--- Exercise requirements ---
The answer must be an exact copy of the lines from the one containing "For every instance of the adult" through the last line of the records, with the pictures left out.

--- Data for processing ---
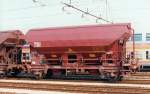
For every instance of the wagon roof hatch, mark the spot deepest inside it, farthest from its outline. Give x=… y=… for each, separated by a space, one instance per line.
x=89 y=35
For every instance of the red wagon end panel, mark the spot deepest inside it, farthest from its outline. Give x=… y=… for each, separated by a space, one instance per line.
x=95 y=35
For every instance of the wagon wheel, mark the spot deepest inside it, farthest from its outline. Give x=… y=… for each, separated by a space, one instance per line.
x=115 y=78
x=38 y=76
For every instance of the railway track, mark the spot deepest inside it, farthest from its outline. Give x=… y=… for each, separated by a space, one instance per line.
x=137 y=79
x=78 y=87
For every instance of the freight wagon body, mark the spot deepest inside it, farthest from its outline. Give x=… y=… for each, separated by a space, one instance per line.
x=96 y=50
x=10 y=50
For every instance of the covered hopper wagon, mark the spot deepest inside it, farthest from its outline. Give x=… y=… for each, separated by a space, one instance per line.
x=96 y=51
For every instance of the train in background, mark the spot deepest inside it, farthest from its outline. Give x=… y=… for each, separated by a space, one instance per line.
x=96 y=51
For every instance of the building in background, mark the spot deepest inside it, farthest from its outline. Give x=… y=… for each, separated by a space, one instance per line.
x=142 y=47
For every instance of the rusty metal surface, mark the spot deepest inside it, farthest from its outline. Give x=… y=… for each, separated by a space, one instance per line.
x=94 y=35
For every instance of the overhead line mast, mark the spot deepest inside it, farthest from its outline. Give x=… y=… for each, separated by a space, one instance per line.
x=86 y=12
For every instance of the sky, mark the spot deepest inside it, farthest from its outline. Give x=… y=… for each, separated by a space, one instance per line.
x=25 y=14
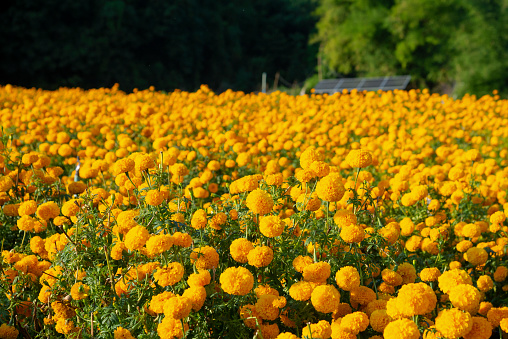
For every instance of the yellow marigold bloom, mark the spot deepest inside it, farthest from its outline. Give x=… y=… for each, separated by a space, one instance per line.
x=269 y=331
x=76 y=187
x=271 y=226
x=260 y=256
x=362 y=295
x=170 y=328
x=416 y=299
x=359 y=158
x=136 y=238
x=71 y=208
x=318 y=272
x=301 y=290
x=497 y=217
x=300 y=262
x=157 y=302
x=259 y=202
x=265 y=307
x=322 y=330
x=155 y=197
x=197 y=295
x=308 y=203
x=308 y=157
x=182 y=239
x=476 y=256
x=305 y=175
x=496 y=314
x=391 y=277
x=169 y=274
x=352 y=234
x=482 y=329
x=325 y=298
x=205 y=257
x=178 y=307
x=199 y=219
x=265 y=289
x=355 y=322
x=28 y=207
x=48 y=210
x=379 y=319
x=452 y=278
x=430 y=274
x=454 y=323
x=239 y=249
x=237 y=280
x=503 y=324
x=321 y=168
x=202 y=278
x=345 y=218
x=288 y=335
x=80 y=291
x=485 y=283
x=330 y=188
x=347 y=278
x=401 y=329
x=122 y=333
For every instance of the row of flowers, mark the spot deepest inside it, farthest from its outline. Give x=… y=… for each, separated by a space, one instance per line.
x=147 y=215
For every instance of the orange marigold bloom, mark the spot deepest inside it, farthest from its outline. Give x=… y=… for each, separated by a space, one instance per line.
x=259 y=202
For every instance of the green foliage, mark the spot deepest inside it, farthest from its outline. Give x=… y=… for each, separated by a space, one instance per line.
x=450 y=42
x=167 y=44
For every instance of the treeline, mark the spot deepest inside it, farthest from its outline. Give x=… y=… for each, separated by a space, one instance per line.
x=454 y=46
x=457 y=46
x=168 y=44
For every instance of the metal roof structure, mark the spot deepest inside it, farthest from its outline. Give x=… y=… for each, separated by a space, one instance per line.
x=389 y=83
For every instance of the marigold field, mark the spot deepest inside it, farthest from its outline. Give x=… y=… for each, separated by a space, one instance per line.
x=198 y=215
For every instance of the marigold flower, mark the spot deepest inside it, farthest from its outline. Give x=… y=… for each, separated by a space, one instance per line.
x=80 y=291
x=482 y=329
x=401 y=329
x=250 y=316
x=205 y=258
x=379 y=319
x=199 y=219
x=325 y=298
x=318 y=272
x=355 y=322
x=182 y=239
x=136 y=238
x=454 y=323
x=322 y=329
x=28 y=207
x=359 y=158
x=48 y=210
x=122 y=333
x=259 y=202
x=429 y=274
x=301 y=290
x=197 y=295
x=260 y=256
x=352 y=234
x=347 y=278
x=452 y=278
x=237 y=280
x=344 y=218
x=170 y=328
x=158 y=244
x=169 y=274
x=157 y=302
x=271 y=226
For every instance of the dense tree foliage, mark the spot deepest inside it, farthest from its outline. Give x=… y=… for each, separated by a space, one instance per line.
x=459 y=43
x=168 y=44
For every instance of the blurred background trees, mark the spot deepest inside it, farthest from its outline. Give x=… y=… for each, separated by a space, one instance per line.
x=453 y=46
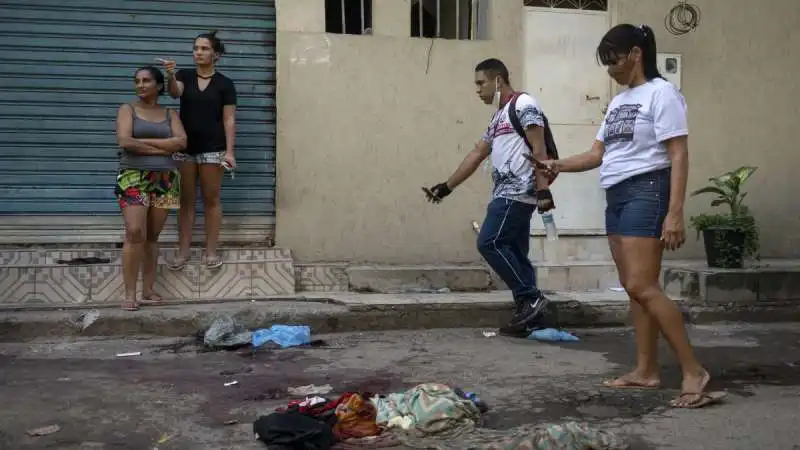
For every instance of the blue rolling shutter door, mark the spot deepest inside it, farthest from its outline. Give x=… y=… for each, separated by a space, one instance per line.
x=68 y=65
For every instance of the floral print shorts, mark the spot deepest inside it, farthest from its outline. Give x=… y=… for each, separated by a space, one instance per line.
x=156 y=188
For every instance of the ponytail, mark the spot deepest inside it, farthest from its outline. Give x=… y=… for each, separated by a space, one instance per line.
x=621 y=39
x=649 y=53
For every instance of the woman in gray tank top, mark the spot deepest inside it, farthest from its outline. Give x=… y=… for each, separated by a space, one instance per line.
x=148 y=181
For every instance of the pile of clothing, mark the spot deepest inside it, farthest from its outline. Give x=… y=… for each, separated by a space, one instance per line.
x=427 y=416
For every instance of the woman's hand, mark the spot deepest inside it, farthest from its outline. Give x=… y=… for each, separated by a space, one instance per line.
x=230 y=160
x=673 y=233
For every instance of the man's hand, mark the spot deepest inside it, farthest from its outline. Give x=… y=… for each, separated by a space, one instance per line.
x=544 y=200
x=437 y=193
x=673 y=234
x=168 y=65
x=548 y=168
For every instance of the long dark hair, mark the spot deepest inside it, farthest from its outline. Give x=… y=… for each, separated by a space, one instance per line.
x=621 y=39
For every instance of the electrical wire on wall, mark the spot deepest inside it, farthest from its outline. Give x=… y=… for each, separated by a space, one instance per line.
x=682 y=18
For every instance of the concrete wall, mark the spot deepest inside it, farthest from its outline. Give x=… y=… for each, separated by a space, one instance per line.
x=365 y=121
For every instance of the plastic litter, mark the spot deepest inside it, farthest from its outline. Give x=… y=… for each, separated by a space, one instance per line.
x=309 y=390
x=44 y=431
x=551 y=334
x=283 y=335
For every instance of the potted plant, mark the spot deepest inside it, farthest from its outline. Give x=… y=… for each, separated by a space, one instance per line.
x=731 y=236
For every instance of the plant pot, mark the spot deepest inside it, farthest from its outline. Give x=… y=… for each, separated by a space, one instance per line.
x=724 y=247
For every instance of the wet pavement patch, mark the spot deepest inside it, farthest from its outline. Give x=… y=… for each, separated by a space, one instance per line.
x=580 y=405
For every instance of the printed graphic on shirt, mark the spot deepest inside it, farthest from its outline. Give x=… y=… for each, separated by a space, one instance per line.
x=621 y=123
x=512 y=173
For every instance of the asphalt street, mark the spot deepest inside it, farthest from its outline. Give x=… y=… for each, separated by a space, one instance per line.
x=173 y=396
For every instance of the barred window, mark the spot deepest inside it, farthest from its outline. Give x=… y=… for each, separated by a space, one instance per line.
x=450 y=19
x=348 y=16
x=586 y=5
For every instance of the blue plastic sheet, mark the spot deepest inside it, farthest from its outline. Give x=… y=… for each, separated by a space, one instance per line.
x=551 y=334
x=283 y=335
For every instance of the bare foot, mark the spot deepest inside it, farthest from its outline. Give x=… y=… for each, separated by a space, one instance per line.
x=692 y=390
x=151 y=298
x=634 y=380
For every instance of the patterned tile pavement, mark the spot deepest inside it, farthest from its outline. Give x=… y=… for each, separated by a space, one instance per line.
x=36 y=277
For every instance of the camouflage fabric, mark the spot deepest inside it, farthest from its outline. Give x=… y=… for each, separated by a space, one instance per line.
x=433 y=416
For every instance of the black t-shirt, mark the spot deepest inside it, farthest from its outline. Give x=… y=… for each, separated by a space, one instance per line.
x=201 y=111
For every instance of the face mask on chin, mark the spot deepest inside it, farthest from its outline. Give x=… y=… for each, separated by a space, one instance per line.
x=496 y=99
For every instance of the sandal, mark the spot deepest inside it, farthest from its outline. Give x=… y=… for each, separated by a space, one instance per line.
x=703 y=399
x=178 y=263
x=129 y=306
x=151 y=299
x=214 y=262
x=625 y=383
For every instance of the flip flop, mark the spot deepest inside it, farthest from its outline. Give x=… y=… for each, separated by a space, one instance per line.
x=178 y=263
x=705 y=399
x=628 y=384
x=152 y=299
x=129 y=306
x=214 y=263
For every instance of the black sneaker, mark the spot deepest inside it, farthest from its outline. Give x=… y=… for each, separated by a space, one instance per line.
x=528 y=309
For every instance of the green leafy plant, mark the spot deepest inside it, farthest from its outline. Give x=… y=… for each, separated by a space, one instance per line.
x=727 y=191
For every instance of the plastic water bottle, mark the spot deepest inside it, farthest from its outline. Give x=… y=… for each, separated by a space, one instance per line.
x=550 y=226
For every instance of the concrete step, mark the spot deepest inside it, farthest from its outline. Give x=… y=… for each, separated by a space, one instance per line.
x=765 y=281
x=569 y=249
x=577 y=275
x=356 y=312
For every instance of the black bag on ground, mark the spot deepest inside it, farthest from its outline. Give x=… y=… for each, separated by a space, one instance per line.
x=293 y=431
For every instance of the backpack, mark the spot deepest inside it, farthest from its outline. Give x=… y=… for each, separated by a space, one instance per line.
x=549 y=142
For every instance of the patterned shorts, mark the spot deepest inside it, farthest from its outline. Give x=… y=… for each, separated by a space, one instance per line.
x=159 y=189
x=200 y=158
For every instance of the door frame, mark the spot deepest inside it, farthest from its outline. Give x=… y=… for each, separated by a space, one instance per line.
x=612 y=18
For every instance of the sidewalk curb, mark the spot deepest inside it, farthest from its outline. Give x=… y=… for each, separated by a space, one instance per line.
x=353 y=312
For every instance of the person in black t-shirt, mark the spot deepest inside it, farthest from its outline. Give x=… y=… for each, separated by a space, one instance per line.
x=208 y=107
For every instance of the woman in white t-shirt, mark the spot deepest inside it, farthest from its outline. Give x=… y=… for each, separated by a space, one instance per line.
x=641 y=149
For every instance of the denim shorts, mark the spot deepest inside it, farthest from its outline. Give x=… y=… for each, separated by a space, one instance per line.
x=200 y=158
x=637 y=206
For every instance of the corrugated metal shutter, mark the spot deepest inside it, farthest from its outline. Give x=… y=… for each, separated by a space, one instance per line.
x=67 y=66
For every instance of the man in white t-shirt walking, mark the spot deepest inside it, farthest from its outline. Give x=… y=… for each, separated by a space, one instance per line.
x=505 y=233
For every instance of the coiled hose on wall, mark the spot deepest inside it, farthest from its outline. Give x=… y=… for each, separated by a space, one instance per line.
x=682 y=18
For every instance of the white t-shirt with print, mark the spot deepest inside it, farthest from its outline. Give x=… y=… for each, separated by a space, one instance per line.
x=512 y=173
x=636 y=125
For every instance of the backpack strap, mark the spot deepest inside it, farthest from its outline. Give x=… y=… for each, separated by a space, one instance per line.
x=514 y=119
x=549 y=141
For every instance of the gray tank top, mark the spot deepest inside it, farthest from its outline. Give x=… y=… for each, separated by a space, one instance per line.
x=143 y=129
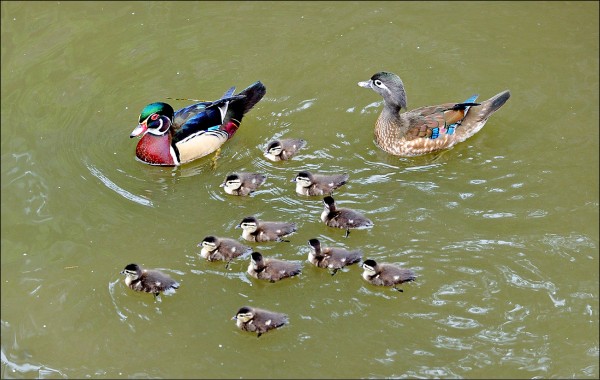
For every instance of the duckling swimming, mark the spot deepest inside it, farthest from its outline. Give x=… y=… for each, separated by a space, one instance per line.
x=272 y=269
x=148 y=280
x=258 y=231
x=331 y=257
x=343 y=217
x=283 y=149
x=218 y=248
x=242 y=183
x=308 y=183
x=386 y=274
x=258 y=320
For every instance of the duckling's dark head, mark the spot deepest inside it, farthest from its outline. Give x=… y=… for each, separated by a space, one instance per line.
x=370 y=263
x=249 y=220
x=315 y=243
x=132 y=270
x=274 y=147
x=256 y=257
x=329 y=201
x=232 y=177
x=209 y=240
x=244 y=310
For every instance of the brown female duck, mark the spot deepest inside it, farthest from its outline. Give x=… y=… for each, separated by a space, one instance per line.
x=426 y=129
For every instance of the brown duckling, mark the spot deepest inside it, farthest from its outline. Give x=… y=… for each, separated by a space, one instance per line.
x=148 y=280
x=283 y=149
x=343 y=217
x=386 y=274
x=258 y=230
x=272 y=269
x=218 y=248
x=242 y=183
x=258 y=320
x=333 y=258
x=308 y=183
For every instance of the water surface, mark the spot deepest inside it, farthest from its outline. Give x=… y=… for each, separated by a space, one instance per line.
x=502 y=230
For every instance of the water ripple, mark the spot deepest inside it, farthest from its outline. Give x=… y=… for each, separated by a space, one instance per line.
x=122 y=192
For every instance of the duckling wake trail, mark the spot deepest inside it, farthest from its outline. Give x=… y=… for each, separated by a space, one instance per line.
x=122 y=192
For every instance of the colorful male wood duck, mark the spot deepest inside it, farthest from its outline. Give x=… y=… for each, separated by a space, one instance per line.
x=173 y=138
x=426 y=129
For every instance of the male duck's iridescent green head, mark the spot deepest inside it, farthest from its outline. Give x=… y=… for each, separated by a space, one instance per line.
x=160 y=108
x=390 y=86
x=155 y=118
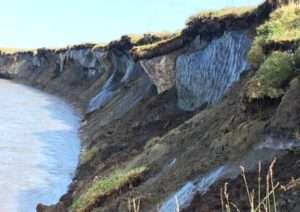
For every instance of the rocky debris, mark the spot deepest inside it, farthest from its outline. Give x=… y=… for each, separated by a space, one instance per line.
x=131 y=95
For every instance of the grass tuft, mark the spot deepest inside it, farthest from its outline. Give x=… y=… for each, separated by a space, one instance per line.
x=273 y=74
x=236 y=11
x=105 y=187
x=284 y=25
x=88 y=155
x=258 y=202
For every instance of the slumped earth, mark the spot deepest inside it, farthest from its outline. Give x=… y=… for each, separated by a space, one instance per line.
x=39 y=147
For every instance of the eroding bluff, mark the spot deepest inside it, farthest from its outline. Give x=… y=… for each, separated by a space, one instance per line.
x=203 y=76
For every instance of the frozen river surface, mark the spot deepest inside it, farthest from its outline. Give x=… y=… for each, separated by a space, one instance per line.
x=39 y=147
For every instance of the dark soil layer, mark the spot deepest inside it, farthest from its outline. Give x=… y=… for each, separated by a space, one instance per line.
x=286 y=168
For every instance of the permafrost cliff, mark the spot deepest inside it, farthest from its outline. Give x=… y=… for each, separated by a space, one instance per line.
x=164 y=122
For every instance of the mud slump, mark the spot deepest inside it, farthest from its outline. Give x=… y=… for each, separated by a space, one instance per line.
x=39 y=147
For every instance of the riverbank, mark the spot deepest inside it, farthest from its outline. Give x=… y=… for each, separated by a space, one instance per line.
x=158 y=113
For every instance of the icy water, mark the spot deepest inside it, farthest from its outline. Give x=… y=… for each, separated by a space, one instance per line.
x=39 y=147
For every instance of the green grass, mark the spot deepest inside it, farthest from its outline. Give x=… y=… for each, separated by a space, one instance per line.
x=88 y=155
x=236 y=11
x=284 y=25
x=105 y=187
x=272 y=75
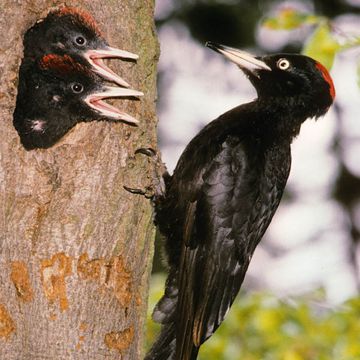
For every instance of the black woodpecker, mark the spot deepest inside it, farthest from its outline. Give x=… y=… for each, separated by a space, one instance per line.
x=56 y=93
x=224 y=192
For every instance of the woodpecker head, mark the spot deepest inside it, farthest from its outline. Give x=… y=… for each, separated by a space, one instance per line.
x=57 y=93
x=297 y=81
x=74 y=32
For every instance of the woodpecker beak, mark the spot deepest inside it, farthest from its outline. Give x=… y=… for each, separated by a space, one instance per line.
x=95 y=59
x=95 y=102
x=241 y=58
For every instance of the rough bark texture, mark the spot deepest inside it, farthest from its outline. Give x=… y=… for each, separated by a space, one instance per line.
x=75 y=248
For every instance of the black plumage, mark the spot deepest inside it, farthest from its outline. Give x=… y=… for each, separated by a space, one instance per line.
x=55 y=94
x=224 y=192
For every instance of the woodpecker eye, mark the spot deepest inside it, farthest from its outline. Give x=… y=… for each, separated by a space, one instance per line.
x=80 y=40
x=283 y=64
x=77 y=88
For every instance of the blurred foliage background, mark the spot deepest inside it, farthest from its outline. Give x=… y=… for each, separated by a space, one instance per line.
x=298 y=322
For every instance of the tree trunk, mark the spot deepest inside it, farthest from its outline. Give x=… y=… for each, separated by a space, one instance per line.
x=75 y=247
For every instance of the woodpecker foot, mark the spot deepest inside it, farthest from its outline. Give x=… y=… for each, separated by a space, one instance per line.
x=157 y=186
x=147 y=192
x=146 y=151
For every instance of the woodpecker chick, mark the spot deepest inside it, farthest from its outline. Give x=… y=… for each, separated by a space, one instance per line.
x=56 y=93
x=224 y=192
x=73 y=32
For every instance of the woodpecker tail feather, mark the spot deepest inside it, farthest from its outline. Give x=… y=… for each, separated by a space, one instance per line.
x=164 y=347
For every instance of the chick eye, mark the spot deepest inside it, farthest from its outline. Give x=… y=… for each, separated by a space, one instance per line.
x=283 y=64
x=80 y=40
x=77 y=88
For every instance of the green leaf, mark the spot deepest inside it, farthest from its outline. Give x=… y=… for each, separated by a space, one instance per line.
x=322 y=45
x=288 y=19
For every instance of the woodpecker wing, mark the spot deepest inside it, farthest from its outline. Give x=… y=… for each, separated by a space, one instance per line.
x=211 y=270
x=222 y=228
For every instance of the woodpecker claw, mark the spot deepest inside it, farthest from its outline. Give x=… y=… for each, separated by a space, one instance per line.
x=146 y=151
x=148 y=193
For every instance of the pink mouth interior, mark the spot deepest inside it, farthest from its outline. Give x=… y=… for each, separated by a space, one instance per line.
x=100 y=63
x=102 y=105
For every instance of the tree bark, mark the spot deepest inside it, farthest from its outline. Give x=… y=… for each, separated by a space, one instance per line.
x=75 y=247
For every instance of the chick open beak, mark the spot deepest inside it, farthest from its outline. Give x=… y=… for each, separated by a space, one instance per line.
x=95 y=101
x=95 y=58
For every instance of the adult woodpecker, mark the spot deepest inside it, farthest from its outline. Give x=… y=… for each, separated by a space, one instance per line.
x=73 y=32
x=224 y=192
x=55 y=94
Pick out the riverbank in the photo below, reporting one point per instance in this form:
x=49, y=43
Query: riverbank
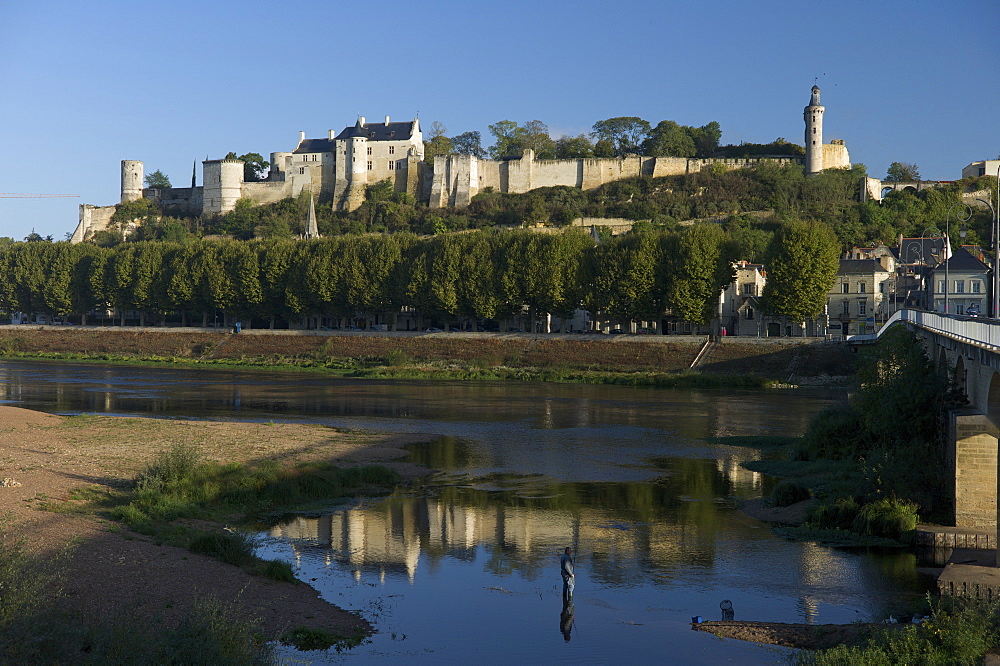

--- Result of this task ---
For every instance of the adult woodpecker, mark the spot deepest inside it, farthest from its outline. Give x=… y=… for each, separated by a space, one instance per line.
x=73 y=32
x=224 y=192
x=55 y=94
Pick out the riverbank in the photo below, reporting one point per instance in this form:
x=49, y=43
Query: riverbank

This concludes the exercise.